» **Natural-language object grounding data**
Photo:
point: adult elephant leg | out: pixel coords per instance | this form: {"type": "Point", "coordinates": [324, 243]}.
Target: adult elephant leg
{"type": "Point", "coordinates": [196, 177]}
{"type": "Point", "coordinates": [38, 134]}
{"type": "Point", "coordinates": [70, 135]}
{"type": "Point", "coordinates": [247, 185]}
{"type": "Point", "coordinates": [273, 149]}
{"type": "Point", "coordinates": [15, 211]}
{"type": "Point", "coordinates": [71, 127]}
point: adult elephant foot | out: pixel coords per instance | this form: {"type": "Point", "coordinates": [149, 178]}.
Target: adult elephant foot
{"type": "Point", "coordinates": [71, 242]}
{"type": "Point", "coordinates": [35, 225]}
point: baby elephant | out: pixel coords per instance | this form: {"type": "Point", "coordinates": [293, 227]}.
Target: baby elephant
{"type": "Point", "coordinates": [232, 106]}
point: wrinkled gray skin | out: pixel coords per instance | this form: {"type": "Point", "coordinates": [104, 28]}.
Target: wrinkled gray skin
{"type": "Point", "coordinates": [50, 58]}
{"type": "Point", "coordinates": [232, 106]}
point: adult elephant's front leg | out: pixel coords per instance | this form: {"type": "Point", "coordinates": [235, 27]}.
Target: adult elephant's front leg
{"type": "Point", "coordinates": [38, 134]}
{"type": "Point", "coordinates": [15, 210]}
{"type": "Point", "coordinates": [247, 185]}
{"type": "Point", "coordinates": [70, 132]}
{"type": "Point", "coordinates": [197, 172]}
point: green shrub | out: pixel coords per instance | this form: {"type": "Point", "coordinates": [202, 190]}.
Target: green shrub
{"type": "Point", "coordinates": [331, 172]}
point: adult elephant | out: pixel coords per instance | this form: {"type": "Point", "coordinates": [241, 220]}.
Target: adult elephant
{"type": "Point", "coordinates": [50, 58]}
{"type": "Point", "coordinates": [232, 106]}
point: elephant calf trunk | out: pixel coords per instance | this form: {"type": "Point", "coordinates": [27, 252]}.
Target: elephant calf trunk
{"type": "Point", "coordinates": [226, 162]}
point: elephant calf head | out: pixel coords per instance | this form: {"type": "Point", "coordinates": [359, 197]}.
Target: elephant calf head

» **Instructions to follow**
From the entries, report each line that includes the word "head".

» **Answer to this exercise**
point: elephant calf head | out: pixel coords per instance | this form: {"type": "Point", "coordinates": [359, 197]}.
Target: elephant calf head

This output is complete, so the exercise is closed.